***** Data supplied
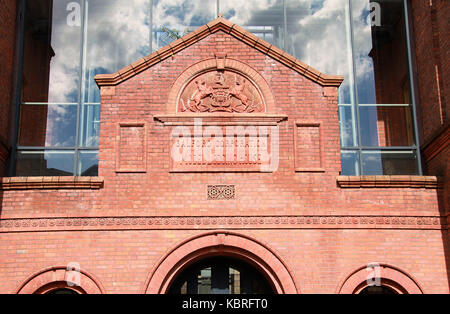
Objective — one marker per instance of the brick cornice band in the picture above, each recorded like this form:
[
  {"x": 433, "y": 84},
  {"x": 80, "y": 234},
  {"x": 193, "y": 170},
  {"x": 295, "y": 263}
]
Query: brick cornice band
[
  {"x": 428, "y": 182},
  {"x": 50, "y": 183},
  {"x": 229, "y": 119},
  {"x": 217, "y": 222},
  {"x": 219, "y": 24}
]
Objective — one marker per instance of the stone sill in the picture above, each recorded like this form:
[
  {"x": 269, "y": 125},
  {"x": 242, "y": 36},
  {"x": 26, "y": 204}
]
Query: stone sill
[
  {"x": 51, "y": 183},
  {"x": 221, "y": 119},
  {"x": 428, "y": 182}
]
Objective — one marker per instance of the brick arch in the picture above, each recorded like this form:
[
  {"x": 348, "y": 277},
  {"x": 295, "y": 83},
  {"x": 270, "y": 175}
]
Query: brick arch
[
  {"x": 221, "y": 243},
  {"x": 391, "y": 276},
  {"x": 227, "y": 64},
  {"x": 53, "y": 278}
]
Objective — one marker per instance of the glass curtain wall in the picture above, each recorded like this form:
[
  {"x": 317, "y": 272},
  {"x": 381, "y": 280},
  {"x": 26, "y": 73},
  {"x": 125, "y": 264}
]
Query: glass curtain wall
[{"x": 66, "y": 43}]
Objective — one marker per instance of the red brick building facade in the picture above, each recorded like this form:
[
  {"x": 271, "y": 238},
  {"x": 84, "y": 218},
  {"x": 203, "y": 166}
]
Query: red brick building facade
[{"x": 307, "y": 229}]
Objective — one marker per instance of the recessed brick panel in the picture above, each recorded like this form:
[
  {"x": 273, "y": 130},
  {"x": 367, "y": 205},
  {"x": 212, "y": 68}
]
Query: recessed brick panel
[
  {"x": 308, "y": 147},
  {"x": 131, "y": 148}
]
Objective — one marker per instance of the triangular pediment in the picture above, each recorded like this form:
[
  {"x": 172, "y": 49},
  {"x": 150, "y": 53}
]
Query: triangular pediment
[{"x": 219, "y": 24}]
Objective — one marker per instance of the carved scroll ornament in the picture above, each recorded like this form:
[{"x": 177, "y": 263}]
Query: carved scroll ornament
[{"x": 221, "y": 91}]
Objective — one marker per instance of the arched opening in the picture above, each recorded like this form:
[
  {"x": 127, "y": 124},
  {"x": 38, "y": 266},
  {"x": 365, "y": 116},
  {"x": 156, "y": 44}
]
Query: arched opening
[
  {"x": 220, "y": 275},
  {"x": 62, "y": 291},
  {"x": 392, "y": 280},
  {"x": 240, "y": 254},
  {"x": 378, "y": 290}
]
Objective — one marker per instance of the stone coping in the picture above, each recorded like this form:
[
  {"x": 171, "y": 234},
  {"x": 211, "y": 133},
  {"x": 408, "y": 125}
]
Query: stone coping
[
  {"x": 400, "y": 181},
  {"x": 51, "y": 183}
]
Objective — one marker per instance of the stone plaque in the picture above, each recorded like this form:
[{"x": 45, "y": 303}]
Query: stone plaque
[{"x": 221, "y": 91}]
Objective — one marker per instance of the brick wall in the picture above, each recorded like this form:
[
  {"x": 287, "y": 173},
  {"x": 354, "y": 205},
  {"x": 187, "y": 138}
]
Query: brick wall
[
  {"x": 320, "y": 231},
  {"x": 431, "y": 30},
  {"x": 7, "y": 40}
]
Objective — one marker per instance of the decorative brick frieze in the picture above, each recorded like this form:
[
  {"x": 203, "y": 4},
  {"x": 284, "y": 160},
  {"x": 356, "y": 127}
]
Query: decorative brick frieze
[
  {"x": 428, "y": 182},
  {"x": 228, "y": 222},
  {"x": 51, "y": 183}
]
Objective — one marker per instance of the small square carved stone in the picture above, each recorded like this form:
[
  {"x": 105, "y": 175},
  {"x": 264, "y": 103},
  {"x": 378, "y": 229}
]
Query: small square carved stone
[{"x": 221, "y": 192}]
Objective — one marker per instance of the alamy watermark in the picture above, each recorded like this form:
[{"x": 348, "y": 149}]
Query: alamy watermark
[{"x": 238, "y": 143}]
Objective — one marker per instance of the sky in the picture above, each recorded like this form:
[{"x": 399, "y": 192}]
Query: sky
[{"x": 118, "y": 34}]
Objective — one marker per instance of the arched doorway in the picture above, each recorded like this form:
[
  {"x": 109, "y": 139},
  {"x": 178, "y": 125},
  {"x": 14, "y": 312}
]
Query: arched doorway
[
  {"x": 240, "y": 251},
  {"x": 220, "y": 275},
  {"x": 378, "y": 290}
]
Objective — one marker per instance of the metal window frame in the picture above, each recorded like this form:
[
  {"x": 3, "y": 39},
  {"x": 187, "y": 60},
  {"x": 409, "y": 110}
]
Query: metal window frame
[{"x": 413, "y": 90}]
**********
> Task prompt:
Every record should be duplicated exactly, though any picture in it must be left out.

> Finished exercise:
Objective — one marker per instance of the brick cornice band in the picture above, each recorded like this form:
[
  {"x": 433, "y": 84},
  {"x": 80, "y": 234},
  {"x": 193, "y": 170},
  {"x": 295, "y": 263}
]
Query: brick cornice band
[
  {"x": 428, "y": 182},
  {"x": 50, "y": 183},
  {"x": 229, "y": 119},
  {"x": 217, "y": 222},
  {"x": 219, "y": 24}
]
Objective — one marker per instance of the stone sill in the picture above, each recorded like this form:
[
  {"x": 269, "y": 125},
  {"x": 242, "y": 36},
  {"x": 26, "y": 204}
]
Query: stone sill
[
  {"x": 51, "y": 183},
  {"x": 221, "y": 119},
  {"x": 428, "y": 182}
]
Objective — one marker per instance of the brick arch in the picture above, each recorded like this form:
[
  {"x": 348, "y": 277},
  {"x": 295, "y": 83},
  {"x": 270, "y": 175}
]
Query: brick arch
[
  {"x": 221, "y": 243},
  {"x": 391, "y": 276},
  {"x": 227, "y": 64},
  {"x": 53, "y": 278}
]
Objective — one marker per instance of the glass curtain wall in the picture above, each recorded like this form:
[
  {"x": 317, "y": 272},
  {"x": 381, "y": 280},
  {"x": 26, "y": 73},
  {"x": 125, "y": 264}
]
Query: glass curtain wall
[{"x": 66, "y": 43}]
Objective — one marker per instance of the red brick building facade in the picture above, each recorded like this form:
[
  {"x": 271, "y": 238},
  {"x": 84, "y": 218},
  {"x": 203, "y": 166}
]
Query: red brick building facade
[{"x": 307, "y": 229}]
Objective — one marker per instance of the recessed brick panel in the picture above, each recorded like this form:
[
  {"x": 273, "y": 130},
  {"x": 367, "y": 205},
  {"x": 212, "y": 68}
]
Query: recessed brick panel
[
  {"x": 308, "y": 147},
  {"x": 131, "y": 148}
]
Objective — one marker per instance of the triangular pediment in the picture above, each recorded like this form:
[
  {"x": 172, "y": 49},
  {"x": 150, "y": 53}
]
Query: triangular pediment
[{"x": 219, "y": 24}]
Objective — one marker per instance of the carved scroll ornament in the picture above, each recorded like this form:
[{"x": 177, "y": 263}]
Query: carved scroll ornament
[{"x": 221, "y": 91}]
Objective — one marker per instance of the arched opening in the picture above, each recorded like this form:
[
  {"x": 127, "y": 124},
  {"x": 38, "y": 266},
  {"x": 365, "y": 116},
  {"x": 156, "y": 44}
]
Query: arched opening
[
  {"x": 220, "y": 275},
  {"x": 62, "y": 291},
  {"x": 392, "y": 280},
  {"x": 240, "y": 254},
  {"x": 378, "y": 290}
]
Objective — one marker per instance of the stone coping in the picture above, each recorded like this form:
[
  {"x": 171, "y": 234},
  {"x": 211, "y": 133},
  {"x": 408, "y": 125}
]
Query: stone coping
[
  {"x": 400, "y": 181},
  {"x": 51, "y": 183}
]
Objective — one marker per instance of the stone plaque in the picture above, each recorded like this form:
[{"x": 45, "y": 303}]
Query: stone plaque
[{"x": 221, "y": 91}]
Objective — one marker per instance of the brick wall in the picture above, each recorded like this form:
[
  {"x": 287, "y": 173},
  {"x": 354, "y": 205},
  {"x": 187, "y": 138}
]
Query: brick wall
[
  {"x": 320, "y": 231},
  {"x": 431, "y": 30},
  {"x": 7, "y": 40}
]
Objective — one marker per instance of the decorative brick frieze in the picture above, each recorded like this form:
[
  {"x": 203, "y": 4},
  {"x": 284, "y": 160},
  {"x": 356, "y": 127}
]
Query: decorative brick frieze
[
  {"x": 428, "y": 182},
  {"x": 228, "y": 222},
  {"x": 51, "y": 183}
]
Objective — one marker per instance of the small square carved stone in the picture above, each recorded like this form:
[
  {"x": 105, "y": 175},
  {"x": 264, "y": 103},
  {"x": 378, "y": 229}
]
Query: small square carved stone
[{"x": 221, "y": 192}]
Objective — one marker per instance of the alamy watermark in the picture above, each recorded like this form:
[{"x": 348, "y": 149}]
Query: alamy watermark
[{"x": 238, "y": 143}]
Objective — one marker per instance of the sky in the picture above, each recorded like this form:
[{"x": 399, "y": 192}]
Query: sky
[{"x": 118, "y": 34}]
Objective — one marker per instance of the arched doorway in the picture above, each recorded like this form:
[
  {"x": 109, "y": 139},
  {"x": 178, "y": 125},
  {"x": 14, "y": 312}
]
Query: arched doorway
[
  {"x": 240, "y": 251},
  {"x": 220, "y": 275},
  {"x": 378, "y": 290}
]
Objective — one marker per instance of the metal window frame in the picture above, each recorded like this form:
[
  {"x": 3, "y": 39},
  {"x": 187, "y": 60},
  {"x": 409, "y": 110}
]
Query: metal window frame
[{"x": 413, "y": 90}]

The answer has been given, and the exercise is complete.